In the text about Doña Sol below, translate the sentence "She insists on following him even to the scaffold." into Spanish.

**TEXT EXCERPT**
------------------------------------------------

Like Juliet, with whom she has much in common, Doña Sol is an eminently practical woman. She asks Hernani not to blame her strange audacity in proposing to follow him to the mountains, for where he goes she will go. She plans the clandestine meeting and the flight. Frustrated in her first plan, she again proposes flight. She insists on following him even to the scaffold. When confronted by Carlos, who is trying to drag her off, she snatches his dagger and threatens to kill him if he advances one step towards her. Although this is excellent storm-and-stress or melodramatic realism, yet we feel that she is made of heroic stuff. In the climax where she surrenders herself to Carlos rather than allow him to take the head of either Gomez or Hernani, she compels the wonder-struck king to exclaim that a man, in touching Doña Sol, becomes either an angel or a monster. While it is true she goes away with the young king as his hostage, at the same time she does not forget to carry her dagger concealed in her bosom. Finally, in the last balcony-scene she rises to the occasion, pleads earnestly for the life of her lover, yields to the inevitable, and dies bravely by the side of her lion of the mountains.

------------------------------------------------

**MATERIAL**
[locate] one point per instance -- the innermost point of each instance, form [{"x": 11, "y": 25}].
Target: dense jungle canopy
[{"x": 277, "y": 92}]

------------------------------------------------

**RESULT BELOW**
Insiste en seguirlo incluso hasta el patíbulo.